[Written task]: Please copy the entries below word for word, from the first line of the entries to the line containing "8 208 L 341", including both of those lines.

---

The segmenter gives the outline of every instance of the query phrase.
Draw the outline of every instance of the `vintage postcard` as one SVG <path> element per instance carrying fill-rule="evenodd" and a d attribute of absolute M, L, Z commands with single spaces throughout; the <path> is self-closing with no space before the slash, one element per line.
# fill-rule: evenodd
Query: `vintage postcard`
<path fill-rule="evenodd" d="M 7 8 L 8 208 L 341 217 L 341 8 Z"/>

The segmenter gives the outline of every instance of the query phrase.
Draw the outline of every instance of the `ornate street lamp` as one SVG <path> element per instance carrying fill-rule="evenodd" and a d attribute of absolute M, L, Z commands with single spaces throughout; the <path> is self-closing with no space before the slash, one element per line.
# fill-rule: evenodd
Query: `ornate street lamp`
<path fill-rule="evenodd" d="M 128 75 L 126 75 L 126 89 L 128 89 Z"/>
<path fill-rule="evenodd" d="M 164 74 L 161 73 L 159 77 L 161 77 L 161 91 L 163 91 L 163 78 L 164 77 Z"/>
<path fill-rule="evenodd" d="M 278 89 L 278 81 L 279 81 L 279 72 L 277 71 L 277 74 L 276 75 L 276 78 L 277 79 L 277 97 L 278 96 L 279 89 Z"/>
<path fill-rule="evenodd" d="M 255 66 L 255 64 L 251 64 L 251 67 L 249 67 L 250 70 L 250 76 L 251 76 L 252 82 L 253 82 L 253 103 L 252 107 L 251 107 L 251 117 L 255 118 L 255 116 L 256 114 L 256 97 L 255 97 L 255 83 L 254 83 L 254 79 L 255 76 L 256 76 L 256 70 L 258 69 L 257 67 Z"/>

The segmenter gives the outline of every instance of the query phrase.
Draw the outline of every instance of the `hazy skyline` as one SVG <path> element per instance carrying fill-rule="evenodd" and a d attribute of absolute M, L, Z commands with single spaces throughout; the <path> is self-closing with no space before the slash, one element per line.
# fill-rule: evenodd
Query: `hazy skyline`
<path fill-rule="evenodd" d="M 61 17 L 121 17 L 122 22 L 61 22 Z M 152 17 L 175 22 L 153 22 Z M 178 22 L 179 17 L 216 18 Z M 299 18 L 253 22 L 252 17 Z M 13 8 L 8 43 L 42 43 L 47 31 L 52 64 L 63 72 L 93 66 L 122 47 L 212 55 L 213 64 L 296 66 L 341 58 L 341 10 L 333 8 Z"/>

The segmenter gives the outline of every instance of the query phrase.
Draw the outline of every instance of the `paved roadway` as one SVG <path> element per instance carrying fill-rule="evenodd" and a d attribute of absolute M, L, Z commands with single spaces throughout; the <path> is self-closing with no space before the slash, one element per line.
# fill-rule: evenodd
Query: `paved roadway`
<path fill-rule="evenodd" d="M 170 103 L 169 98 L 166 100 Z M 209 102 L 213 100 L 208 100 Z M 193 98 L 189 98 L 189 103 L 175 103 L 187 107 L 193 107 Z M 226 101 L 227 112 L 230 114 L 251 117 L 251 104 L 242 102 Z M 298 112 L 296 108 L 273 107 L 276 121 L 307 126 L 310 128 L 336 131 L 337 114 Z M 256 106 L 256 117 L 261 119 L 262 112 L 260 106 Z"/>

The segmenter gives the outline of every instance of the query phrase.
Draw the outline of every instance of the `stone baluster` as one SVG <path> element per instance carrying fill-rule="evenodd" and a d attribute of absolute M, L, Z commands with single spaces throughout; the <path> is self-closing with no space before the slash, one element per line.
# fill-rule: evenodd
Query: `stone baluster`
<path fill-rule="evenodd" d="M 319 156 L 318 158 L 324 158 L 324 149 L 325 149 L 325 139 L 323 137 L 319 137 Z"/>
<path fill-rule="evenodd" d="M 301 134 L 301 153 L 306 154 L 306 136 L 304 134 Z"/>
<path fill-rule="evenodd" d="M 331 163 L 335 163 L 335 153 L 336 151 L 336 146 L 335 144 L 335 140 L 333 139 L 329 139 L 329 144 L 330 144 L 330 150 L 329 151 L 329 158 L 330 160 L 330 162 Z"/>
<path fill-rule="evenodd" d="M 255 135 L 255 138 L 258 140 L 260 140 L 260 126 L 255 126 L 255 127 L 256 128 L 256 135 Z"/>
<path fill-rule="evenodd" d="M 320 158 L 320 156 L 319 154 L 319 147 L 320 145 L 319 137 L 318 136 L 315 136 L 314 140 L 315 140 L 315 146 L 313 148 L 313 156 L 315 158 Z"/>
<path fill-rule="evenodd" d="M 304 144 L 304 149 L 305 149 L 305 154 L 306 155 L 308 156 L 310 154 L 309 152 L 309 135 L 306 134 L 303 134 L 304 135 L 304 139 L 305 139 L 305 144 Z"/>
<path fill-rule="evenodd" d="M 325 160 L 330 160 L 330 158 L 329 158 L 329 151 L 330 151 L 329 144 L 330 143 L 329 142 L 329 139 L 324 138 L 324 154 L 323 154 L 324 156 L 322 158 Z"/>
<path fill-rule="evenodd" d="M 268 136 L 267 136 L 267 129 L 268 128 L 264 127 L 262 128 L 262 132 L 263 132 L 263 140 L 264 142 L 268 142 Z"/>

---

[Response for this exercise]:
The segmenter gives the outline of every instance of the query phrase.
Draw the outline of every instance of the `vintage postcard` as one SVG <path> element per instance carrying fill-rule="evenodd" and a d attribute of absolute M, L, Z commands with single spaces throughout; the <path> is self-closing with no space before the slash, one element per line.
# fill-rule: evenodd
Query: `vintage postcard`
<path fill-rule="evenodd" d="M 7 8 L 8 208 L 341 217 L 341 8 Z"/>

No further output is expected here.